— Begin Materials provided —

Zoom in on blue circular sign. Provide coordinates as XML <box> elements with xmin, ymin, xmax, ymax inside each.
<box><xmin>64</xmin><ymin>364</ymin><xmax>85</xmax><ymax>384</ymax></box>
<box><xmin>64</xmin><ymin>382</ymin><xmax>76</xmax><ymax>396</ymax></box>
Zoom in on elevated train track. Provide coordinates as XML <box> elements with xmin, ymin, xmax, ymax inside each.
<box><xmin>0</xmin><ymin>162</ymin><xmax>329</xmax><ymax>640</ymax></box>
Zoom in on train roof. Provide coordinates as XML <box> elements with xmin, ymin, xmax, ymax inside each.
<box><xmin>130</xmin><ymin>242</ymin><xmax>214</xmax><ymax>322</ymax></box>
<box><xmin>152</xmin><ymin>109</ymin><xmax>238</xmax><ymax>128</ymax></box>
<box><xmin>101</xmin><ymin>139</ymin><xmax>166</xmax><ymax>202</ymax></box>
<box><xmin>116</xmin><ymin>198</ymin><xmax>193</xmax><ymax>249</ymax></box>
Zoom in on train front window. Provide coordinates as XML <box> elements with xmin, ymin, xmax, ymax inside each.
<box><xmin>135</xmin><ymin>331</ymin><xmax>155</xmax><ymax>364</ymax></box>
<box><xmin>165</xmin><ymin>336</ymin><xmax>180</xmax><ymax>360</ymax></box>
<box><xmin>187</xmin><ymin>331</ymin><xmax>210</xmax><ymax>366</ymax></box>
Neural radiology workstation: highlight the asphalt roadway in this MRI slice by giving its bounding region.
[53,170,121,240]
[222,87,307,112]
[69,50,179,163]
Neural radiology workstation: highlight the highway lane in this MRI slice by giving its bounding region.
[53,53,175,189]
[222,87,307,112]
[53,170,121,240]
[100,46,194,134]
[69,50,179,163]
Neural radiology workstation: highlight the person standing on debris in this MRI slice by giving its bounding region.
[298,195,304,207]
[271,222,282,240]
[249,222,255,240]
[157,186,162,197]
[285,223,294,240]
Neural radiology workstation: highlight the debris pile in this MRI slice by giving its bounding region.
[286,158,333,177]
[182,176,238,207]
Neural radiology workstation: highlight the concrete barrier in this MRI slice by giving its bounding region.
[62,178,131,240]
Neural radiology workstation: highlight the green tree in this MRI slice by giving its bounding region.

— End Materials provided —

Required task | Count the lines of the data above that contain the string "debris", with case counting. Reply with the number only.

Final result | 2